═════ Dataset records ═════
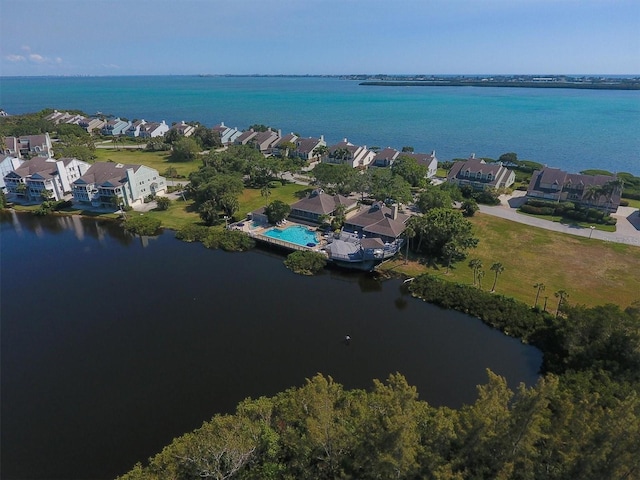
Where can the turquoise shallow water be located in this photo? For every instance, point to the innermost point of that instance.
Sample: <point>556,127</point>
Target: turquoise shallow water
<point>294,234</point>
<point>571,129</point>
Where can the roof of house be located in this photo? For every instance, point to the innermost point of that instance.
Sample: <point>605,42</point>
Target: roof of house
<point>106,172</point>
<point>320,203</point>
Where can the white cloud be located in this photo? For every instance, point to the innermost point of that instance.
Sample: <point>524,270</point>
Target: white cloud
<point>15,58</point>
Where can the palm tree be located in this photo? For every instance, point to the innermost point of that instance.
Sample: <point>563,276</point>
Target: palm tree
<point>498,268</point>
<point>562,296</point>
<point>409,233</point>
<point>476,265</point>
<point>540,286</point>
<point>480,277</point>
<point>265,192</point>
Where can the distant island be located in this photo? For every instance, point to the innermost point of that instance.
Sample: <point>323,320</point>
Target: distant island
<point>521,81</point>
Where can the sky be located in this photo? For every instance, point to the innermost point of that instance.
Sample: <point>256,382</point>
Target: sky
<point>328,37</point>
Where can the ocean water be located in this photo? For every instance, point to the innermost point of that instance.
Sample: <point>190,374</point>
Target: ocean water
<point>570,129</point>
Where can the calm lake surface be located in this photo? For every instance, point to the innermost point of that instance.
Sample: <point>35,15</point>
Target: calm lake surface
<point>566,128</point>
<point>112,346</point>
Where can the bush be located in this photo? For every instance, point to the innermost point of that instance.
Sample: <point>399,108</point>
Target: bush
<point>192,233</point>
<point>142,225</point>
<point>306,262</point>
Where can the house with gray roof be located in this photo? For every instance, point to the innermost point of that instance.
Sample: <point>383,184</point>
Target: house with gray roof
<point>106,184</point>
<point>481,175</point>
<point>306,148</point>
<point>557,185</point>
<point>8,163</point>
<point>39,174</point>
<point>318,204</point>
<point>385,157</point>
<point>377,221</point>
<point>28,146</point>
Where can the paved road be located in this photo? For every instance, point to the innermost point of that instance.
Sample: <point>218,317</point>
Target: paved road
<point>627,228</point>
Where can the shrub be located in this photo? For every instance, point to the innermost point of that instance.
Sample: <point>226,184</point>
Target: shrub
<point>305,262</point>
<point>192,233</point>
<point>142,225</point>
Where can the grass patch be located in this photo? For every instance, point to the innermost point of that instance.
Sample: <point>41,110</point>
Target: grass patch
<point>593,272</point>
<point>251,199</point>
<point>570,221</point>
<point>157,160</point>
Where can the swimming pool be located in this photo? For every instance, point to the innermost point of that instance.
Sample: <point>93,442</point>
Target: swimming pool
<point>294,234</point>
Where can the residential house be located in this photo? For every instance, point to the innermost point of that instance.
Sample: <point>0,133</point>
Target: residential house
<point>318,204</point>
<point>105,182</point>
<point>557,185</point>
<point>183,129</point>
<point>287,139</point>
<point>8,163</point>
<point>264,141</point>
<point>345,152</point>
<point>245,137</point>
<point>134,128</point>
<point>92,125</point>
<point>115,127</point>
<point>28,146</point>
<point>377,221</point>
<point>428,160</point>
<point>153,129</point>
<point>480,175</point>
<point>385,157</point>
<point>228,135</point>
<point>306,148</point>
<point>39,174</point>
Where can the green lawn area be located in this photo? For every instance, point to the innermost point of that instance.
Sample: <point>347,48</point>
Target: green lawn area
<point>593,272</point>
<point>251,199</point>
<point>157,160</point>
<point>569,221</point>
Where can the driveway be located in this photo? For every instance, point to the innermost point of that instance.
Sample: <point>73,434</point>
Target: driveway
<point>627,228</point>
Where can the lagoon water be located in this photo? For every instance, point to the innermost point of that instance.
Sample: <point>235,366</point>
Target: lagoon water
<point>570,129</point>
<point>112,346</point>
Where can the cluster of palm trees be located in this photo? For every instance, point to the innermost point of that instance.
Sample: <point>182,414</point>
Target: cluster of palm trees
<point>595,193</point>
<point>478,274</point>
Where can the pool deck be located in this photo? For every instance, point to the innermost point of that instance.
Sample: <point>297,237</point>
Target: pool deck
<point>257,232</point>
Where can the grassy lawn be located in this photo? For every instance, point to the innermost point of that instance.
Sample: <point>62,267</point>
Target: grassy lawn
<point>157,160</point>
<point>593,272</point>
<point>251,199</point>
<point>569,221</point>
<point>633,203</point>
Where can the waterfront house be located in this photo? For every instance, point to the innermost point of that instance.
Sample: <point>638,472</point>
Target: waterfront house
<point>319,204</point>
<point>264,141</point>
<point>115,127</point>
<point>91,125</point>
<point>245,137</point>
<point>347,153</point>
<point>227,135</point>
<point>28,146</point>
<point>480,175</point>
<point>183,129</point>
<point>428,160</point>
<point>595,191</point>
<point>385,157</point>
<point>39,174</point>
<point>377,221</point>
<point>306,148</point>
<point>153,129</point>
<point>8,163</point>
<point>107,184</point>
<point>290,138</point>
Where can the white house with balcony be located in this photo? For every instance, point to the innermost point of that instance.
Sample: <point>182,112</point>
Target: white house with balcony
<point>108,184</point>
<point>39,174</point>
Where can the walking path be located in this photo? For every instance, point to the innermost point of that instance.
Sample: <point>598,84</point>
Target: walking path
<point>627,228</point>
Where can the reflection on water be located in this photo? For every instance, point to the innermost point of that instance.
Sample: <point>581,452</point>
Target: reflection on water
<point>128,347</point>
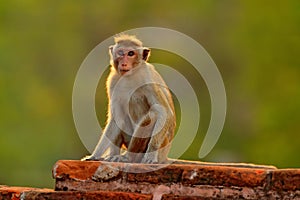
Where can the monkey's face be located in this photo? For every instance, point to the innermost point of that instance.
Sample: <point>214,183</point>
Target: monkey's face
<point>126,59</point>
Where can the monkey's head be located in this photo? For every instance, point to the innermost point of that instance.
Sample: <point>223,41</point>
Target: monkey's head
<point>127,53</point>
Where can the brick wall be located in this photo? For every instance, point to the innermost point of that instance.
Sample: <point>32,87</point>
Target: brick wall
<point>179,180</point>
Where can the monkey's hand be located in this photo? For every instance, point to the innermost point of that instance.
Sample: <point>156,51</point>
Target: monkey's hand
<point>90,158</point>
<point>150,158</point>
<point>117,158</point>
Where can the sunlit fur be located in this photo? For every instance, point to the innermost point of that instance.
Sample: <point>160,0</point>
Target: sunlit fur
<point>142,120</point>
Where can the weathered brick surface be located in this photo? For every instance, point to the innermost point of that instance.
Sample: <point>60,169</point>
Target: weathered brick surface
<point>286,179</point>
<point>36,195</point>
<point>15,193</point>
<point>179,181</point>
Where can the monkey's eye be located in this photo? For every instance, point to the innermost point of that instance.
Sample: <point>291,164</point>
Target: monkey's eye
═════
Description of the task:
Output these lines exactly as they are, leaving out the pictures.

Written solution:
Where can the turquoise shallow water be located in this photo? For every instance, point to the innermost point of that instance.
Sample: <point>556,127</point>
Target: turquoise shallow water
<point>294,234</point>
<point>571,129</point>
Where can the roof of house be located in this photo? For every instance, point to the innermost point of that instance.
Sample: <point>605,42</point>
Target: roof of house
<point>106,172</point>
<point>320,203</point>
Where can the white cloud be located in this photo? For every instance, point to the innermost point of that instance.
Sample: <point>524,270</point>
Target: white cloud
<point>15,58</point>
Where can the palm tree be located in this photo? For every instance, point to the innermost point of that instance.
Sample: <point>563,276</point>
Target: palm tree
<point>498,268</point>
<point>562,296</point>
<point>409,233</point>
<point>476,265</point>
<point>540,286</point>
<point>480,277</point>
<point>265,192</point>
Where can the distant island be located in this photo? For every instance, point to the innermost point of that instance.
Sample: <point>323,320</point>
Target: distant island
<point>521,81</point>
Where can the sky be located in this photo? For every instance, point to the innermost point of that instance.
Sample: <point>256,382</point>
Target: sky
<point>328,37</point>
Where can the ocean water be located in this photo? For every instance, point to the innermost point of that instance.
Sample: <point>190,374</point>
Target: ocean water
<point>570,129</point>
Where can the calm lake surface be located in this photo? For every instance, point to the innermost point of that instance.
Sample: <point>35,15</point>
Target: calm lake surface
<point>566,128</point>
<point>112,346</point>
Where can the bush be located in this photo? For every instance, point to the innermost point of that instance.
Sample: <point>399,108</point>
Target: bush
<point>192,233</point>
<point>142,225</point>
<point>306,262</point>
Where can the house with gray roof be located in this photo? For every instance, point to the innermost point of that instance.
Sample: <point>383,184</point>
Target: house with gray roof
<point>106,184</point>
<point>481,175</point>
<point>306,148</point>
<point>557,185</point>
<point>8,163</point>
<point>39,174</point>
<point>318,204</point>
<point>385,157</point>
<point>377,221</point>
<point>28,146</point>
Where can the paved road be located in this photo? For every instance, point to the innermost point of that instance.
Sample: <point>218,317</point>
Target: paved road
<point>627,228</point>
Where can the shrub be located in this photo? For every instance, point to the innermost point of that instance.
Sample: <point>226,184</point>
Target: shrub
<point>305,262</point>
<point>192,233</point>
<point>142,225</point>
Where can the grass patch be located in this photo? For every instance, point to the innermost point of that instance.
Sample: <point>41,110</point>
Target: grass patch
<point>593,272</point>
<point>251,199</point>
<point>570,221</point>
<point>157,160</point>
Where can the swimming pool be located in this photo? For every instance, point to the innermost point of that instance.
Sample: <point>93,442</point>
Target: swimming pool
<point>294,234</point>
Where can the residential house be located in this photo? For every instance, point to the innermost point of that instance.
Sample: <point>0,133</point>
Target: residential house
<point>318,204</point>
<point>105,182</point>
<point>557,185</point>
<point>183,129</point>
<point>287,139</point>
<point>8,163</point>
<point>264,141</point>
<point>345,152</point>
<point>245,137</point>
<point>134,128</point>
<point>92,125</point>
<point>115,127</point>
<point>28,146</point>
<point>377,221</point>
<point>428,160</point>
<point>153,129</point>
<point>480,175</point>
<point>385,157</point>
<point>228,135</point>
<point>306,148</point>
<point>39,174</point>
Where can the green lawn area be located in this photo? For every instance, point to the innermost point of that instance.
Sample: <point>347,48</point>
Target: green lawn area
<point>593,272</point>
<point>251,199</point>
<point>157,160</point>
<point>569,221</point>
Where can the driveway be located in this photo? For every instance, point to the innermost point of that instance.
Sample: <point>73,434</point>
Target: driveway
<point>627,228</point>
Where can the lagoon water be located in this photo? For every instance, point to the innermost point of that instance.
Sample: <point>235,366</point>
Target: lagoon water
<point>570,129</point>
<point>112,346</point>
Where can the cluster of palm trees be located in this photo? For every instance, point to the innermost point of that instance.
Sample: <point>182,414</point>
Target: cluster of palm trees
<point>595,193</point>
<point>478,274</point>
Where can the pool deck be located in this photo? For every instance, point to the innermost point of that instance.
Sample: <point>297,237</point>
Target: pool deck
<point>257,232</point>
Where can the grassy lawn be located in this photo? For every instance, point to the innermost point of that instance.
Sample: <point>62,267</point>
Target: grassy lawn
<point>157,160</point>
<point>593,272</point>
<point>251,199</point>
<point>569,221</point>
<point>633,203</point>
Where can the waterfront house be located in this photo? For every instance, point to the innermost point of that instance.
Sample: <point>638,472</point>
Target: waterfront house
<point>319,204</point>
<point>264,141</point>
<point>115,127</point>
<point>91,125</point>
<point>245,137</point>
<point>347,153</point>
<point>227,135</point>
<point>28,146</point>
<point>480,175</point>
<point>183,129</point>
<point>428,160</point>
<point>595,191</point>
<point>385,157</point>
<point>39,174</point>
<point>377,221</point>
<point>306,148</point>
<point>153,129</point>
<point>8,163</point>
<point>107,184</point>
<point>290,138</point>
Where can the white house with balcony be located in this photo? For every instance, point to the innermost point of that instance.
Sample: <point>182,112</point>
Target: white house with balcony
<point>108,184</point>
<point>39,174</point>
Where can the walking path be located in this photo? For every instance, point to the innermost point of that instance.
Sample: <point>598,84</point>
Target: walking path
<point>627,228</point>
Where can the reflection on water be located in this photo? For every instance, point to the innermost point of that instance.
Sample: <point>581,452</point>
Target: reflection on water
<point>128,347</point>
Where can the monkey's face be located in this photo? For every instance, point to the innermost point of that instance.
Sample: <point>214,183</point>
Target: monkey's face
<point>126,59</point>
Where can the monkey's head be located in this photo? For every instance, point to the innermost point of that instance.
Sample: <point>223,41</point>
Target: monkey's head
<point>127,53</point>
Where can the brick wall be located in this photo? For every instance, point to the innermost point of that instance.
Sample: <point>32,87</point>
Target: brick wall
<point>179,180</point>
Where can the monkey's hand be located in this photo? For every instance, point to the innermost point of that instance.
Sample: <point>156,51</point>
Target: monkey's hand
<point>90,158</point>
<point>150,158</point>
<point>117,158</point>
Where can the sunlit fur be located in this photo? For every instance, point to the innermost point of that instance.
Sample: <point>160,0</point>
Target: sunlit fur
<point>142,120</point>
Where can the weathered brick surface be located in this photo? For every instance, point to the innermost point of that instance.
Sample: <point>60,169</point>
Target: weathered brick surface
<point>286,179</point>
<point>36,195</point>
<point>15,193</point>
<point>179,181</point>
Where can the monkey's eye be located in this photo? For every instance, point to the innermost point of that instance.
Sample: <point>291,164</point>
Target: monkey's eye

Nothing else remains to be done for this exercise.